## ASSIGNED TASK
Go through the entries below and collect each line with the string "navy" in it.

## EXERCISE MATERIALS
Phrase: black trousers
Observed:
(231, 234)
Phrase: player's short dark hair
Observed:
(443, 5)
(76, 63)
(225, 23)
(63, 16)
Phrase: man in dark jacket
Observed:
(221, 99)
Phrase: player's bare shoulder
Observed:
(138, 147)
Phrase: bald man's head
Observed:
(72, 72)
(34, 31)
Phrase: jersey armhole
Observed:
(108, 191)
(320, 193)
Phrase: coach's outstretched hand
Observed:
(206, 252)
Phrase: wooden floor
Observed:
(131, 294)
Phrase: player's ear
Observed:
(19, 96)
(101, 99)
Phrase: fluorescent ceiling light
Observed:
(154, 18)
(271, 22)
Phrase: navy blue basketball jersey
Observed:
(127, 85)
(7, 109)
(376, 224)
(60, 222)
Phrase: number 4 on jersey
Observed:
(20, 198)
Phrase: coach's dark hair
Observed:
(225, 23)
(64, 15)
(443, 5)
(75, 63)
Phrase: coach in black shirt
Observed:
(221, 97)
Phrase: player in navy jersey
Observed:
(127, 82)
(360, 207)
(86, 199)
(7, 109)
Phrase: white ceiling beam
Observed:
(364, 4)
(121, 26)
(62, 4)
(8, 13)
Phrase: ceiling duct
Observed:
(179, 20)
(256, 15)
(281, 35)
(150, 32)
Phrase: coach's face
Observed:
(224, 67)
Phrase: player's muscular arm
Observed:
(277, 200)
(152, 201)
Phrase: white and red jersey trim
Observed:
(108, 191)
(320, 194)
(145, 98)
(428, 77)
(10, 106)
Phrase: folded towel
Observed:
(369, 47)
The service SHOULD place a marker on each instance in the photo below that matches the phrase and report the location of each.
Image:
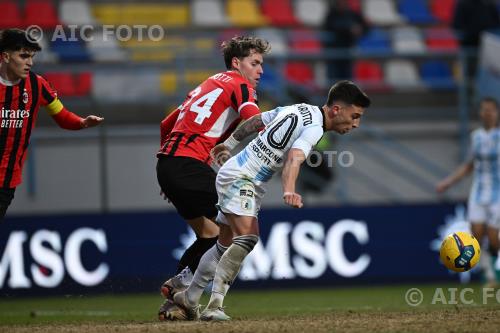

## ANSWER TO THIS EXERCISE
Phrase: navy blue basketball jersey
Phrase: player in navy jersey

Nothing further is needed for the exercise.